▸ Extract:
------------
# Voxel VAE-GAN Training

This notebook is designed to provide a wholistic vae-gan training experience. You can adjust the model and training parameters through the sacred configuration file, you can view training progress in tensorboard, and you can (wip) create reconstructions with the saved models!

References:

* https://github.com/anitan0925/vaegan/blob/master/examples/train.py
  * Runs 20 epochs on separate VAE and GAN then 200 on VAEGAN
* https://github.com/jlindsey15/VAEGAN/blob/master/main.py
  * Almost clear code for vaegan paper
* https://arxiv.org/pdf/1512.09300.pdf
  * vaegan paper
* https://github.com/timsainb/Tensorflow-MultiGPU-VAE-GAN
  * Best code yet!
  

## Setup

In [1]:
import env
from train_vaegan import train_vaegan
from data.thingi10k import Thingi10k
from data.modelnet10 import ModelNet10
from data import MODELNET10_TOILET_INDEX, MODELNET10_SOFA_INDEX, MODELNET10_SOFA_TOILET_INDEX
from models import MODEL_DIR


# plot things
%matplotlib inline
# autoreload modules
%load_ext autoreload
%autoreload 2

## Prepare Sacred Experiment

In [2]:
from sacred.observers import FileStorageObserver
from sacred import Experiment
import os

ex = Experiment(name='voxel_vaegan_notebook', interactive=True)
ex.observers.append(FileStorageObserver.create('experiments_vaegan'))

@ex.main
def run_experiment(cfg):
    train_vaegan(cfg)

import datetime
last_model_dir = None

## Prepare Model Config

The model dir is generated with a timestamp. This keeps you from overwriting past results and keeps results separate to avoid confusing tensorboard.

But be warned! These model dirs can take up space, so you might need to periodically go back and delete ones you do not care about.

Also, if you ever train a model that you would really like to keep, I recommend moving it to a new directory with a special name like "best_model_ever".

In [3]:
DATASET_CLASS = 'ModelNet10'
#INDEX = MODELNET10_SOFA_TOILET_INDEX
#INDEX = MODELNET10_SOFA_INDEX
INDEX = MODELNET10_TOILET_INDEX

def make_cfg():
    model_dir = os.path.join(
        MODEL_DIR,
        'voxel_vaegan1/modelnet10/{}'.format(datetime.datetime.now().strftime('%Y-%m-%d_%H-%M-%S')))
    print(model_dir)
    os.makedirs(model_dir)
------------
▸ Dataset:
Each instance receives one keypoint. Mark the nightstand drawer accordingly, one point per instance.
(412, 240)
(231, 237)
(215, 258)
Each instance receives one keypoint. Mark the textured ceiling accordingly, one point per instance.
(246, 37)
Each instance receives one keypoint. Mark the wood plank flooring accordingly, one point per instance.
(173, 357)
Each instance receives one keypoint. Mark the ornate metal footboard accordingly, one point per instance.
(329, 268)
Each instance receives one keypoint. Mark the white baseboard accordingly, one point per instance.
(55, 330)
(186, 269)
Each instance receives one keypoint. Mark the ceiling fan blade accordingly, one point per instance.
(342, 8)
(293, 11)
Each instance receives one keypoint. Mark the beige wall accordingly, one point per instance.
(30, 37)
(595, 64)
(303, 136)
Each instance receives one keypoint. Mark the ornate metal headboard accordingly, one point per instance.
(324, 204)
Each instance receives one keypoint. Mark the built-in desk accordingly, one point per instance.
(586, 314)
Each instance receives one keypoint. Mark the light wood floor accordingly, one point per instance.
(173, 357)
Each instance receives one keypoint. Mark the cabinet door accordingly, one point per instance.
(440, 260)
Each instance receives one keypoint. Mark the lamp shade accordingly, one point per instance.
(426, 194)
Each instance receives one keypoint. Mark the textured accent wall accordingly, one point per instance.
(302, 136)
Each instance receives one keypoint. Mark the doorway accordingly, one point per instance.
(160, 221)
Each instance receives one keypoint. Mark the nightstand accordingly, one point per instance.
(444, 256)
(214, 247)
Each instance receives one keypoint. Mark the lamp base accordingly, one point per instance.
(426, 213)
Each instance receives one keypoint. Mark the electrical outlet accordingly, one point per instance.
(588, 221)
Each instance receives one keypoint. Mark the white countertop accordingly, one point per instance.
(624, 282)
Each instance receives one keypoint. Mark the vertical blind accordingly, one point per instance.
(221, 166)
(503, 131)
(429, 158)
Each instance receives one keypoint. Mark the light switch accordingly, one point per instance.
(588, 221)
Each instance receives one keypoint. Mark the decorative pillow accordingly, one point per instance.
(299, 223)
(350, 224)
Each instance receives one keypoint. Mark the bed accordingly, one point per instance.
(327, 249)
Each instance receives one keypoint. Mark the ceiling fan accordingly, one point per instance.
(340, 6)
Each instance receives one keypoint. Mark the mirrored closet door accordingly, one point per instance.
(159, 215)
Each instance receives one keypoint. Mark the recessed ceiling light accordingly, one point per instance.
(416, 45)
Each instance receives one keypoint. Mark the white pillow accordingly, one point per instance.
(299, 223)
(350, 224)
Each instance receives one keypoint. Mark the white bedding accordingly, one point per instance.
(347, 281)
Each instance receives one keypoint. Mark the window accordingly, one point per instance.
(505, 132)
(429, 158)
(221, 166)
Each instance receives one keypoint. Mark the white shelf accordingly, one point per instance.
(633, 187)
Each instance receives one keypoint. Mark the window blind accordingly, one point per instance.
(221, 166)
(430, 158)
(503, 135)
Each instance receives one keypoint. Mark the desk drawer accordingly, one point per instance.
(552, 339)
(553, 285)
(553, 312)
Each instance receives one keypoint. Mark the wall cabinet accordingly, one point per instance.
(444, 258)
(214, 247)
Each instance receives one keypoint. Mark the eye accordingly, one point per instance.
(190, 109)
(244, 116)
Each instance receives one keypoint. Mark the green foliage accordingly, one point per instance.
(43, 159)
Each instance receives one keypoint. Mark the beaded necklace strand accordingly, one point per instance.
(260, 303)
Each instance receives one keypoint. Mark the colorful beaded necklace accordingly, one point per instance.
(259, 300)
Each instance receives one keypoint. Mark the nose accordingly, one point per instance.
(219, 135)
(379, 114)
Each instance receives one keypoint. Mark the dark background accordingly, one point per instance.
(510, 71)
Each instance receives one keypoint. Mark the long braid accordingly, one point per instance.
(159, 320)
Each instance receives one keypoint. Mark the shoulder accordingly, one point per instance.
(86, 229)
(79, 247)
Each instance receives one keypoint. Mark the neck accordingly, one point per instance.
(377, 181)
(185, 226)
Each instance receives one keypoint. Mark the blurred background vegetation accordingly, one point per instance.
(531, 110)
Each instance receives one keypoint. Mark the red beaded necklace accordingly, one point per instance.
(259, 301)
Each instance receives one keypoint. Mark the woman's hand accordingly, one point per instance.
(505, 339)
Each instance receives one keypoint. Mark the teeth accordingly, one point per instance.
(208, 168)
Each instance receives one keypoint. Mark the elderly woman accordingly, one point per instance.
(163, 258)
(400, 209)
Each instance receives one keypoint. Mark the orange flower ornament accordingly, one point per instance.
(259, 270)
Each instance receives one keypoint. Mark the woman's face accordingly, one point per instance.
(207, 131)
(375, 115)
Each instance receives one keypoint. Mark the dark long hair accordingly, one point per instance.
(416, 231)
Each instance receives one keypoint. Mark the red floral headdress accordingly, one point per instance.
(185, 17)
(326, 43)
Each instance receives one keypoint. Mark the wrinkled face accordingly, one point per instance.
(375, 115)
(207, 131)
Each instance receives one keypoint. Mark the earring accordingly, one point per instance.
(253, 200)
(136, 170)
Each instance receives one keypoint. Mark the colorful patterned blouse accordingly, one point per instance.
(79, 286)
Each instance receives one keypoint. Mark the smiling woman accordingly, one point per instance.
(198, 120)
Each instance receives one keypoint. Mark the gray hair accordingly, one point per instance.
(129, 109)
------------
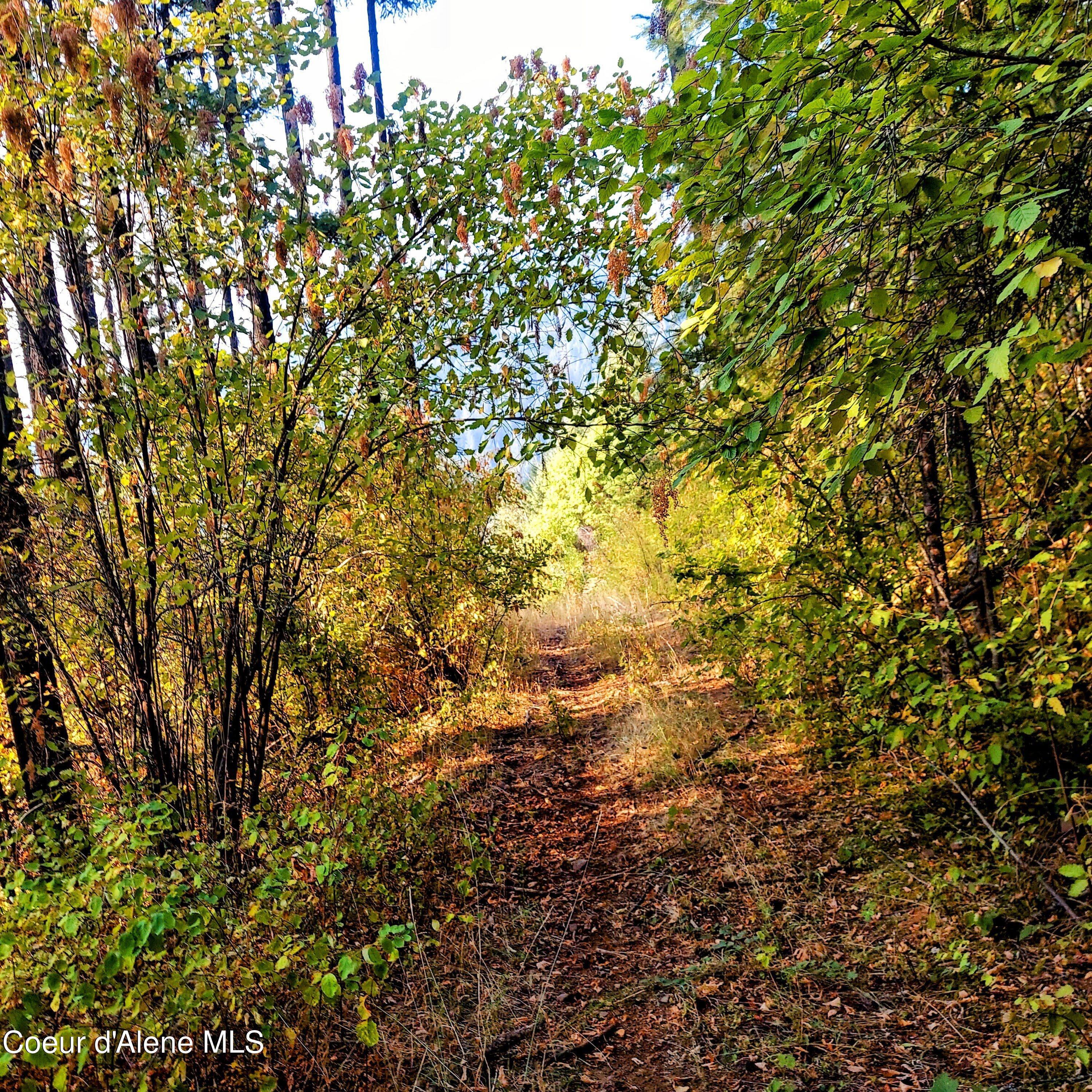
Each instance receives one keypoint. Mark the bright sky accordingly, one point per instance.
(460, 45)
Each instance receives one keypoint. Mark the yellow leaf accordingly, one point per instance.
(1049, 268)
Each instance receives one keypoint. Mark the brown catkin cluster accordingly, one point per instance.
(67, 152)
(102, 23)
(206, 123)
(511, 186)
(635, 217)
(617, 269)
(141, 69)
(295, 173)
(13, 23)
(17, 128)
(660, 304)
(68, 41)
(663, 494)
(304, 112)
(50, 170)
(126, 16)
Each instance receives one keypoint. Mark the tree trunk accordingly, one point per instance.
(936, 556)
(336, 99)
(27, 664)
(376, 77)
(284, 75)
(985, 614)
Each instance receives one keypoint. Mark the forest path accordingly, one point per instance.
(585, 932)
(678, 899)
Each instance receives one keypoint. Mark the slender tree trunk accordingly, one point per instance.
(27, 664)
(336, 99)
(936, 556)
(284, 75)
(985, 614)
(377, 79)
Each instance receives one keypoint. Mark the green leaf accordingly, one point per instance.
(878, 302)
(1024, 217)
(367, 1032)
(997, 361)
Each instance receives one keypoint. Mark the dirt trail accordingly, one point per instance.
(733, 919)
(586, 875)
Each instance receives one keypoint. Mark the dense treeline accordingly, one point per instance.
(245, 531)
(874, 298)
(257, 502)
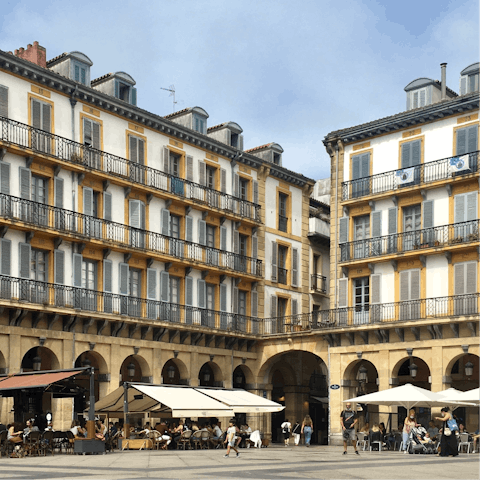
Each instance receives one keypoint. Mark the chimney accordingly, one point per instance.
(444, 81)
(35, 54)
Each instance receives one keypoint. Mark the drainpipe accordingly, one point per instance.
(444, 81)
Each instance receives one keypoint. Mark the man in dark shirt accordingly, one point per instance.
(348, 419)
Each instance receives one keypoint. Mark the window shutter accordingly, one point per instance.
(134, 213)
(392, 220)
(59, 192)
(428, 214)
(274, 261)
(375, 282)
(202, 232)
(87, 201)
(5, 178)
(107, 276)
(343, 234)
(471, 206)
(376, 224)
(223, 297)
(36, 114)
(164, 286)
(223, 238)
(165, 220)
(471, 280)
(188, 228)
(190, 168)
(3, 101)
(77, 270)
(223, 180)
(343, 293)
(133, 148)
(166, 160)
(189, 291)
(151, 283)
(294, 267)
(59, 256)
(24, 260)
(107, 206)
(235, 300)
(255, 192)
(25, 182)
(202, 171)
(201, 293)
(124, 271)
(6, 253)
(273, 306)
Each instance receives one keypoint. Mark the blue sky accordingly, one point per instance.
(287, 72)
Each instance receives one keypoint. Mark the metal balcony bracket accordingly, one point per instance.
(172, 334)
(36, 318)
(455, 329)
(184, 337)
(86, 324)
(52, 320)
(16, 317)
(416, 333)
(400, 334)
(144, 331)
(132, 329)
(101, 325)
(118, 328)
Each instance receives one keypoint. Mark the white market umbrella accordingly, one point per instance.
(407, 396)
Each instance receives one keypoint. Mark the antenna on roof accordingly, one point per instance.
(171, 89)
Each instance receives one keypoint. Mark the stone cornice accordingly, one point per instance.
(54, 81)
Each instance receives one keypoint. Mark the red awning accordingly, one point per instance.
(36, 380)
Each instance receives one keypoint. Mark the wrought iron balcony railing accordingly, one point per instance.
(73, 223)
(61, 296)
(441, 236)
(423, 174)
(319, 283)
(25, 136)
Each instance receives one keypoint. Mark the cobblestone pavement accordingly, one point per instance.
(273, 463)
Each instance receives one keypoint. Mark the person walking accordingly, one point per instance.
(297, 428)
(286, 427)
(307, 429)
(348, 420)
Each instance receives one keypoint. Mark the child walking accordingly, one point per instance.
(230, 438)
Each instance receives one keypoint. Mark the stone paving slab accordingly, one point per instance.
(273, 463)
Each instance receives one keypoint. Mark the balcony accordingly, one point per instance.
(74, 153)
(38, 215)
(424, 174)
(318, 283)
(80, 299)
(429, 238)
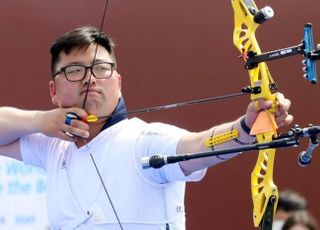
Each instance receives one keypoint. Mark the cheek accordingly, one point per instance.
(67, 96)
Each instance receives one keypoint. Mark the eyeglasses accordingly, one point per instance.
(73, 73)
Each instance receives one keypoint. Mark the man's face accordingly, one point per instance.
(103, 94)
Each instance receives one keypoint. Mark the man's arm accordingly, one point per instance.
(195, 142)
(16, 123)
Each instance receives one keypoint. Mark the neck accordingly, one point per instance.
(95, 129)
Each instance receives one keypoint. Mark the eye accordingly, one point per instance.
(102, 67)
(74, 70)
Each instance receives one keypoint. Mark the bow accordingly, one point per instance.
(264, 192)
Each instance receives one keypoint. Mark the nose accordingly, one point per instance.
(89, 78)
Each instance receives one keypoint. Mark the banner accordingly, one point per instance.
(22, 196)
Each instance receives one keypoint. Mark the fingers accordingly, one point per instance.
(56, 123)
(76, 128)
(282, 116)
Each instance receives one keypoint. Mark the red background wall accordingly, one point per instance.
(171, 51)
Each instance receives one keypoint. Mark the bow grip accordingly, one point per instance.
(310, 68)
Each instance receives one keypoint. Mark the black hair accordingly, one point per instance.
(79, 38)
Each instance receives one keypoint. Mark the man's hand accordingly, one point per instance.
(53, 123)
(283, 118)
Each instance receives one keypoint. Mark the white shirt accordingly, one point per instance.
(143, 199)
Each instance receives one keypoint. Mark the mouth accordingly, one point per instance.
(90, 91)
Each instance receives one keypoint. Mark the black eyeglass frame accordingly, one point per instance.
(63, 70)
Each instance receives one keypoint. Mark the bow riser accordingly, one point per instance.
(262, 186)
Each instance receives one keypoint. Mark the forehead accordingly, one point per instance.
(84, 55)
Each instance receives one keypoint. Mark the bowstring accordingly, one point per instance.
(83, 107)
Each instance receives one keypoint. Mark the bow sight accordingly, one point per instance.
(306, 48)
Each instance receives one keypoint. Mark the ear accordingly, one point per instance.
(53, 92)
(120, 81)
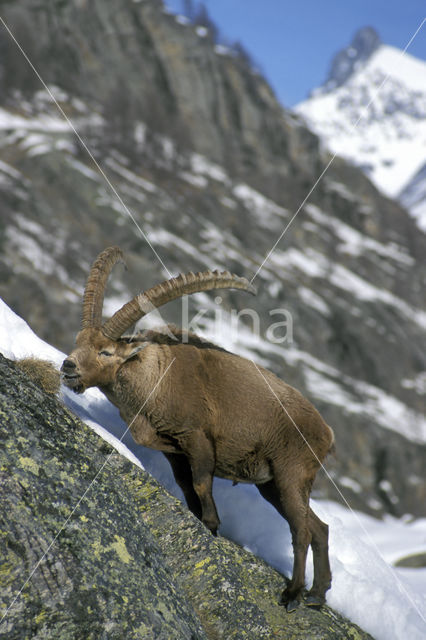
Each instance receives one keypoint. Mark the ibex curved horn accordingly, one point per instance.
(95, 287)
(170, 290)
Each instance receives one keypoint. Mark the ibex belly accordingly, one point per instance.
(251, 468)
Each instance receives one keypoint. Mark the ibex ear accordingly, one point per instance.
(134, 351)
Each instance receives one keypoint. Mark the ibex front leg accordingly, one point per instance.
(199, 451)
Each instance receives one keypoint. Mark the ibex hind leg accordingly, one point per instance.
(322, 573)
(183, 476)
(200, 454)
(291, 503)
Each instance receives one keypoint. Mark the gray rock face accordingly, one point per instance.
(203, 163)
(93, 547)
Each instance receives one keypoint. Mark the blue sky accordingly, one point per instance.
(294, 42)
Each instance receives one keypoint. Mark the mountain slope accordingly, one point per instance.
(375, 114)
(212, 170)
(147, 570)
------------
▸ Problem A: In the VAE-GAN training notebook, what two things does generating the model directory with a timestamp accomplish?
▸ Problem B: Reproduce the passage of the VAE-GAN training notebook starting at "This notebook is" and ending at "Best code yet!".

▸ Worked solution A: It keeps you from overwriting past results, and it keeps results separate to avoid confusing tensorboard.

▸ Worked solution B:
This notebook is designed to provide a wholistic vae-gan training experience. You can adjust the model and training parameters through the sacred configuration file, you can view training progress in tensorboard, and you can (wip) create reconstructions with the saved models!

References:

* https://github.com/anitan0925/vaegan/blob/master/examples/train.py
  * Runs 20 epochs on separate VAE and GAN then 200 on VAEGAN
* https://github.com/jlindsey15/VAEGAN/blob/master/main.py
  * Almost clear code for vaegan paper
* https://arxiv.org/pdf/1512.09300.pdf
  * vaegan paper
* https://github.com/timsainb/Tensorflow-MultiGPU-VAE-GAN
  * Best code yet!